[Excerpts of pointing data]
---+---

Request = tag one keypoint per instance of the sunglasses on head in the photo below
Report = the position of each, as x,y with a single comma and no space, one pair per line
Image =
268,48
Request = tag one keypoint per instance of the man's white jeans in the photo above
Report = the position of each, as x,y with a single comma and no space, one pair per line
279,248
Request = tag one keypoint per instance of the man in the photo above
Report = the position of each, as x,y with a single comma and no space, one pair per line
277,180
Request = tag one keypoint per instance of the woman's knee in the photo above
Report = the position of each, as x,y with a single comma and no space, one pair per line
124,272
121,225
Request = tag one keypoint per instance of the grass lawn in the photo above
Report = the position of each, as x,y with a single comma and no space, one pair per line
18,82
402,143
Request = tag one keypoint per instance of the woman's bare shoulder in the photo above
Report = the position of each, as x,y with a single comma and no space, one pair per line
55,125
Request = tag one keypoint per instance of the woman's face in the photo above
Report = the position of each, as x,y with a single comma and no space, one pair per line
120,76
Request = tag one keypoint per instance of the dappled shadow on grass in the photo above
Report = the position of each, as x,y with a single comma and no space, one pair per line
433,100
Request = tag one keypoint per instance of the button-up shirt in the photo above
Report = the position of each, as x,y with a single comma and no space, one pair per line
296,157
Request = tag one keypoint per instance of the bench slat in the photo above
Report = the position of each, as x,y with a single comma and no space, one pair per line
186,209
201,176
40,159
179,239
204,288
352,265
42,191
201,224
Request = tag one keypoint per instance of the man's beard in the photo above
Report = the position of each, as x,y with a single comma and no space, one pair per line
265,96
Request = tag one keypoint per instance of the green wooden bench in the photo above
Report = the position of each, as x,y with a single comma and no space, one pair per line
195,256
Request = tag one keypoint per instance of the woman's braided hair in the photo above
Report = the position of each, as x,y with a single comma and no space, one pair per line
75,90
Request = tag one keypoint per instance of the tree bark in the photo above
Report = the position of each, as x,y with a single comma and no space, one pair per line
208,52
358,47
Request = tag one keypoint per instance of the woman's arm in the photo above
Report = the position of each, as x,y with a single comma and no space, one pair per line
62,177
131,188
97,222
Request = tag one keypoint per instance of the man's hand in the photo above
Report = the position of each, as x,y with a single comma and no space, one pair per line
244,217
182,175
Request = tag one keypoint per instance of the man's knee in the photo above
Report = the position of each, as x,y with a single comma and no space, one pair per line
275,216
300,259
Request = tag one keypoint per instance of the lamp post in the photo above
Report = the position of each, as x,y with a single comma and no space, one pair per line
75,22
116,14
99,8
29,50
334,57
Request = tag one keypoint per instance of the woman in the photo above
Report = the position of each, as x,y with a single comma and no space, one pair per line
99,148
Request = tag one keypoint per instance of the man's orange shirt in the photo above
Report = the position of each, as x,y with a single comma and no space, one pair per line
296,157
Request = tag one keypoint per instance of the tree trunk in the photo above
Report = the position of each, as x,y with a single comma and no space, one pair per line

---+---

Copy out every one of the items above line for line, with no changes.

Request = tag one keypoint per instance of the sunglasses on head in the photo below
Report = the position of each, as x,y with a single comma and no space, one pair per line
Image =
268,48
Request = tag one keypoint per instance of the man's white jeans in the photo above
Report = the position of each, as x,y with a single comma and no space, one pair per line
279,248
Request = tag one keypoint per instance of the man in the photo above
Report = the position of each, as x,y with a single comma and no space, one pair per line
277,180
Request = tag one keypoint per instance of the woman's knee in the photo above
Report = the position of each, as x,y with a single comma and no space, one pair per line
124,272
121,225
Request = tag one keypoint per instance of the grass lawn in the photo above
Report = the position of each, as x,y with a single comma and no space, one pair per line
18,82
402,143
Request = tag one keypoint per instance of the woman's bare shoulder in the photo above
Report = the position of each, as x,y with a single comma and no space, one pair per line
55,125
Request = tag one keypoint per instance of the woman's face in the photo above
Report = the position of each, as x,y with a single comma and no space, one pair per line
120,76
Request = tag one keypoint per instance of the dappled shadow on grass in the photo above
Report = the position of each, as x,y with a single comma and no space, one pair per line
433,100
Request = tag one keypoint per instance of the button-up shirt in the photo above
Report = the position of each, as x,y with a single comma and no space, one pair per line
296,157
Request = tag one keypoint per instance of the bench slat in the photo above
Report = the position of each, as x,y with a single comma and no space, one pair per line
186,209
201,176
40,159
179,239
204,288
352,265
42,191
201,224
Request = tag one keypoint per instance of the man's beard in the photo above
Report = the position of each, as x,y with a single comma and no space, one pair per line
265,96
Request = tag one keypoint per instance of the green wooden bench in the photo above
Report = the position of each, as x,y with a single comma and no space, one pair per line
195,256
Request = tag one keypoint per instance of the woman's braided hair in the photo above
Report = the position of each, as x,y with a single comma and no space, one pair per line
75,90
Request = tag one keypoint per instance of the tree bark in the photo above
Report = the position of each, as x,y with a single comma and no space, one pair per line
208,52
358,47
Request = tag one keypoint per instance of the woman's arm in the photo above
Report = the position of each, as x,y with a single comma and no space, one pair per line
62,177
131,188
97,222
Request = tag one keypoint per instance of the man's hand in the photo above
Report = the position of each, as x,y with a single comma and no space, one pair per line
244,217
182,175
Request = tag one keypoint per instance of the man's knee in the photo above
Report = the position of each, as x,y with a single comma and no space, one pair per line
275,216
300,259
Request = tag one keypoint per instance of the lamp post in the photo above
Report = the position of each, as x,y with a single comma and no space, one pair per line
75,22
116,14
99,8
29,50
334,57
Request = tag one keypoint per instance of the woman in the photo above
Report = the position of each, as x,y with a single comma and no space, one pair per line
99,148
Request = tag one keypoint per instance of the man's orange shirt in the photo above
Report = the position of each, as x,y with a single comma and no space, one pair per line
296,157
Request = tag one keypoint per instance of the tree trunk in the photo above
Report = the position of each, as x,y with a single comma and no space, one pair per line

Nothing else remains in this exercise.